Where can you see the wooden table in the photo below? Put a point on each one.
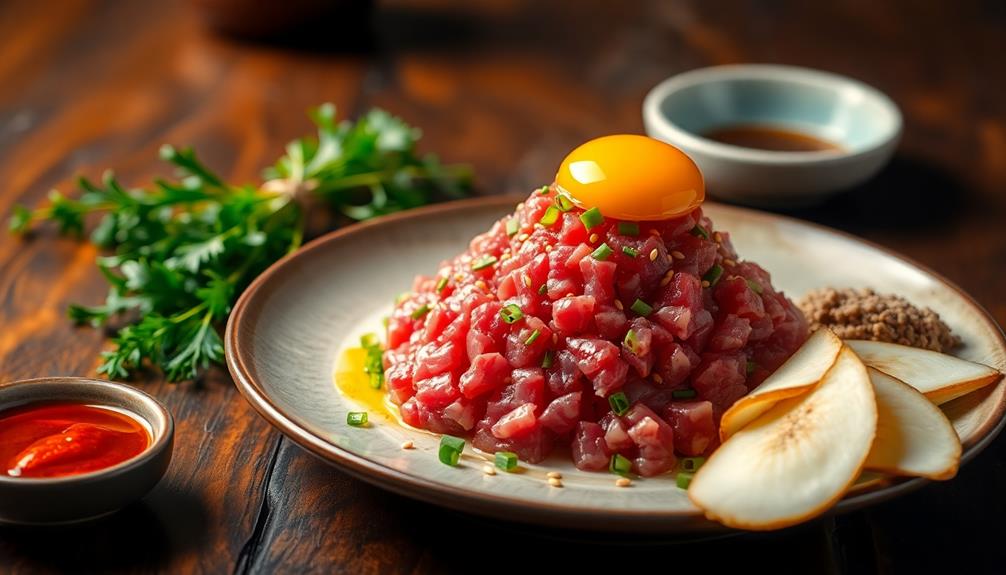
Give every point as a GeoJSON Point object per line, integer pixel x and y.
{"type": "Point", "coordinates": [509, 86]}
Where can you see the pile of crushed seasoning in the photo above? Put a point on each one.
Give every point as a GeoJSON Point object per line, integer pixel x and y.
{"type": "Point", "coordinates": [862, 314]}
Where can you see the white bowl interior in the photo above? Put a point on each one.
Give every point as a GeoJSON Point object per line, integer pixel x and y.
{"type": "Point", "coordinates": [836, 109]}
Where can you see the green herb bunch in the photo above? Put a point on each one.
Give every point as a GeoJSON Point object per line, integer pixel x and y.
{"type": "Point", "coordinates": [183, 249]}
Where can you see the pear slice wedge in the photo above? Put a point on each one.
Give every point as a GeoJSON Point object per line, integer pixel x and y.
{"type": "Point", "coordinates": [868, 481]}
{"type": "Point", "coordinates": [797, 376]}
{"type": "Point", "coordinates": [913, 436]}
{"type": "Point", "coordinates": [796, 459]}
{"type": "Point", "coordinates": [940, 377]}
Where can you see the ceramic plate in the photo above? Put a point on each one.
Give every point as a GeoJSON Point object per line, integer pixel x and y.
{"type": "Point", "coordinates": [289, 328]}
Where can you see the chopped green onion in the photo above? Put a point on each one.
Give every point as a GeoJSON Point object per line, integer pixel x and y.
{"type": "Point", "coordinates": [506, 460]}
{"type": "Point", "coordinates": [620, 464]}
{"type": "Point", "coordinates": [632, 341]}
{"type": "Point", "coordinates": [628, 228]}
{"type": "Point", "coordinates": [546, 362]}
{"type": "Point", "coordinates": [619, 403]}
{"type": "Point", "coordinates": [451, 448]}
{"type": "Point", "coordinates": [592, 218]}
{"type": "Point", "coordinates": [356, 418]}
{"type": "Point", "coordinates": [684, 480]}
{"type": "Point", "coordinates": [641, 308]}
{"type": "Point", "coordinates": [421, 311]}
{"type": "Point", "coordinates": [687, 393]}
{"type": "Point", "coordinates": [512, 226]}
{"type": "Point", "coordinates": [602, 252]}
{"type": "Point", "coordinates": [563, 203]}
{"type": "Point", "coordinates": [691, 464]}
{"type": "Point", "coordinates": [550, 217]}
{"type": "Point", "coordinates": [511, 313]}
{"type": "Point", "coordinates": [713, 274]}
{"type": "Point", "coordinates": [483, 261]}
{"type": "Point", "coordinates": [373, 364]}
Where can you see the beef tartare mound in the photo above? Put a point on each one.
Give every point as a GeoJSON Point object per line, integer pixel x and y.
{"type": "Point", "coordinates": [559, 326]}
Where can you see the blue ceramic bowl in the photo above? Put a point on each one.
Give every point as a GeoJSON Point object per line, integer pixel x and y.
{"type": "Point", "coordinates": [864, 123]}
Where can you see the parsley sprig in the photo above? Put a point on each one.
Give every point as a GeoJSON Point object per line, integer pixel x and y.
{"type": "Point", "coordinates": [183, 249]}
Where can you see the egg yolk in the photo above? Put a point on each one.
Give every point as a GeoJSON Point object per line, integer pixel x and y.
{"type": "Point", "coordinates": [632, 178]}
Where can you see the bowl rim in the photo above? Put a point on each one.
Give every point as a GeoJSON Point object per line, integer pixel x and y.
{"type": "Point", "coordinates": [161, 436]}
{"type": "Point", "coordinates": [660, 126]}
{"type": "Point", "coordinates": [543, 513]}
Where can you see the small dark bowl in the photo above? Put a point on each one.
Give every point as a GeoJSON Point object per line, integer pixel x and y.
{"type": "Point", "coordinates": [72, 499]}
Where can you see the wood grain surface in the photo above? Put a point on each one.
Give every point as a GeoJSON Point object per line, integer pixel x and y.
{"type": "Point", "coordinates": [508, 86]}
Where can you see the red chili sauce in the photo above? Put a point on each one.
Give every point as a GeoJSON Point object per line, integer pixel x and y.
{"type": "Point", "coordinates": [58, 439]}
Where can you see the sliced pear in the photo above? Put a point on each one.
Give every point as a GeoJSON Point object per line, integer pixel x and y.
{"type": "Point", "coordinates": [913, 436]}
{"type": "Point", "coordinates": [795, 460]}
{"type": "Point", "coordinates": [798, 375]}
{"type": "Point", "coordinates": [940, 377]}
{"type": "Point", "coordinates": [868, 481]}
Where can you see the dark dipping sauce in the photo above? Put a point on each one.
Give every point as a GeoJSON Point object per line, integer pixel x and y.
{"type": "Point", "coordinates": [58, 439]}
{"type": "Point", "coordinates": [771, 138]}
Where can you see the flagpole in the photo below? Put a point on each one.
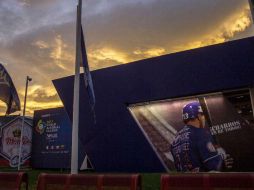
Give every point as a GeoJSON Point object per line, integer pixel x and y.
{"type": "Point", "coordinates": [22, 124]}
{"type": "Point", "coordinates": [75, 117]}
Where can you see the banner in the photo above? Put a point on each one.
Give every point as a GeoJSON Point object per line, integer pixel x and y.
{"type": "Point", "coordinates": [10, 141]}
{"type": "Point", "coordinates": [160, 122]}
{"type": "Point", "coordinates": [51, 139]}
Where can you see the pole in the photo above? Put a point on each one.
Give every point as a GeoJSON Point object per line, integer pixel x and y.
{"type": "Point", "coordinates": [22, 124]}
{"type": "Point", "coordinates": [75, 117]}
{"type": "Point", "coordinates": [251, 3]}
{"type": "Point", "coordinates": [251, 90]}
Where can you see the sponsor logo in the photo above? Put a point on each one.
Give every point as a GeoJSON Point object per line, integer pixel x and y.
{"type": "Point", "coordinates": [40, 127]}
{"type": "Point", "coordinates": [210, 147]}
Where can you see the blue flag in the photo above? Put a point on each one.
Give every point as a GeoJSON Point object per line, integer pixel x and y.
{"type": "Point", "coordinates": [8, 93]}
{"type": "Point", "coordinates": [87, 75]}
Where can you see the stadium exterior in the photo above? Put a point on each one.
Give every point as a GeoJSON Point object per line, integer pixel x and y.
{"type": "Point", "coordinates": [116, 142]}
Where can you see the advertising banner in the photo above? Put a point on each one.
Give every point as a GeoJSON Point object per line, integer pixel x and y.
{"type": "Point", "coordinates": [10, 142]}
{"type": "Point", "coordinates": [51, 139]}
{"type": "Point", "coordinates": [161, 121]}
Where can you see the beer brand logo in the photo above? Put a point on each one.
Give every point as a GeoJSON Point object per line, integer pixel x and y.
{"type": "Point", "coordinates": [40, 127]}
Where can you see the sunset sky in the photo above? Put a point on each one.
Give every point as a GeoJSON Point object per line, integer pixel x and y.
{"type": "Point", "coordinates": [37, 37]}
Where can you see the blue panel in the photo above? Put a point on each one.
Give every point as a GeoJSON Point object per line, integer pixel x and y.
{"type": "Point", "coordinates": [116, 143]}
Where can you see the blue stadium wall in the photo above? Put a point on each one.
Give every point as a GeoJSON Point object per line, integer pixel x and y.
{"type": "Point", "coordinates": [115, 142]}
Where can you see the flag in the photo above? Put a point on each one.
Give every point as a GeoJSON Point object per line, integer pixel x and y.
{"type": "Point", "coordinates": [251, 3]}
{"type": "Point", "coordinates": [8, 93]}
{"type": "Point", "coordinates": [87, 74]}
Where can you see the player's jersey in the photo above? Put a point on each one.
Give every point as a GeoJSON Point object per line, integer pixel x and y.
{"type": "Point", "coordinates": [193, 150]}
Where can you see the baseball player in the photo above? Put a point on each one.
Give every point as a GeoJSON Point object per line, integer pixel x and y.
{"type": "Point", "coordinates": [193, 148]}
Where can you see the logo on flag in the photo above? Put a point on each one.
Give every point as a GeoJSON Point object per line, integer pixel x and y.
{"type": "Point", "coordinates": [8, 93]}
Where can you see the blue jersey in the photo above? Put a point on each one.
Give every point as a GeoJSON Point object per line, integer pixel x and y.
{"type": "Point", "coordinates": [193, 151]}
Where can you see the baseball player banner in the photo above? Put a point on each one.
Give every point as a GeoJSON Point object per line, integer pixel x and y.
{"type": "Point", "coordinates": [51, 139]}
{"type": "Point", "coordinates": [230, 135]}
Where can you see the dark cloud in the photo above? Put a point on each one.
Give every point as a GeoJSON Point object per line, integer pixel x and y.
{"type": "Point", "coordinates": [37, 37]}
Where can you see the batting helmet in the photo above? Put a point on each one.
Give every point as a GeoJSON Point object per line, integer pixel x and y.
{"type": "Point", "coordinates": [191, 110]}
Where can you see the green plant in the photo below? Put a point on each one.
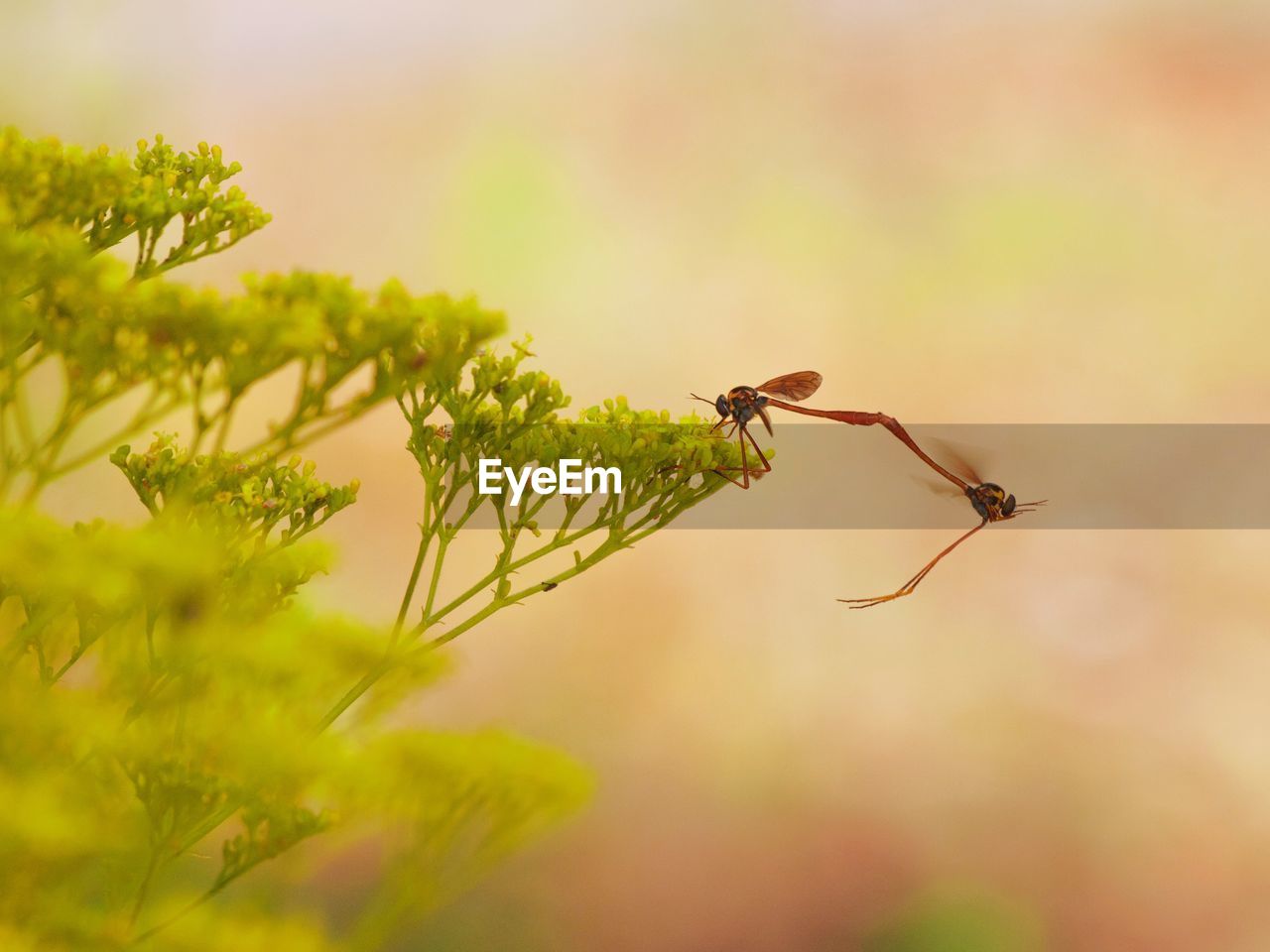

########################################

SET PROBLEM: Gather every line from the material above that contains the word "baseball".

TASK SOLUTION:
Where can you see the baseball player in the photo above? Put a point on each one.
Where can you see the baseball player banner in the photo above? Put a point on each one.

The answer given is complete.